Misophonia makes Loud Chewing the Stuff of Nightmares

I can’t recall when I first noticed the sound of certain friends and family members’ chewing. I can’t have been more than ten or eleven. But suddenly, the slurping, smacking and chomping of people who ate with, shall we say, a certain gusto, began to have a powerful impact on me.

My pulse would speed up, my jaw would tense, and I’d ball up my little hands into fists, instantly struck with a terrible urge to do violence to people I loved to make the offensive noises stop.

I remember tearful arguments at the dinner table with my family, who (fair enough), would jump to my dad’s defence when I would start picking on him about his chewing (for the record, my dad is not some kind of open-mouth chewing boor. His head just has really good acoustics or something).

I remember swallowing the urge to scream on nights when I wasn’t allowed to put on a CD while we ate because mom just wanted a “nice, quiet meal.” I couldn’t understand why none of them were bothered by the tormenting noises the way I was.

....................

◆ **Problem to work on**
Copy out the full essay on misophonia and loud chewing, word for word.

....................

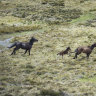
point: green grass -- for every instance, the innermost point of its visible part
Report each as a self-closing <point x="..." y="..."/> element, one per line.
<point x="83" y="18"/>
<point x="89" y="79"/>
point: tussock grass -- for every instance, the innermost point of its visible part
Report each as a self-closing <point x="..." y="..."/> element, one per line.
<point x="44" y="70"/>
<point x="13" y="29"/>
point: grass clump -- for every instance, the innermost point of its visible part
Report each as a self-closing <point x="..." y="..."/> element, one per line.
<point x="50" y="92"/>
<point x="13" y="29"/>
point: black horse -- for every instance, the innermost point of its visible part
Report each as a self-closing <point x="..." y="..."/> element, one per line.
<point x="26" y="46"/>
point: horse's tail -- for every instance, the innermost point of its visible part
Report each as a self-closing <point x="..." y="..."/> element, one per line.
<point x="14" y="44"/>
<point x="58" y="53"/>
<point x="76" y="50"/>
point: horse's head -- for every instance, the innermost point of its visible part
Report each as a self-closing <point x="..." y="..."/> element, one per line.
<point x="94" y="44"/>
<point x="33" y="40"/>
<point x="68" y="48"/>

....................

◆ **Answer box**
Misophonia makes Loud Chewing the Stuff of Nightmares

I can’t recall when I first noticed the sound of certain friends and family members’ chewing. I can’t have been more than ten or eleven. But suddenly, the slurping, smacking and chomping of people who ate with, shall we say, a certain gusto, began to have a powerful impact on me.

My pulse would speed up, my jaw would tense, and I’d ball up my little hands into fists, instantly struck with a terrible urge to do violence to people I loved to make the offensive noises stop.

I remember tearful arguments at the dinner table with my family, who (fair enough), would jump to my dad’s defence when I would start picking on him about his chewing (for the record, my dad is not some kind of open-mouth chewing boor. His head just has really good acoustics or something).

I remember swallowing the urge to scream on nights when I wasn’t allowed to put on a CD while we ate because mom just wanted a “nice, quiet meal.” I couldn’t understand why none of them were bothered by the tormenting noises the way I was.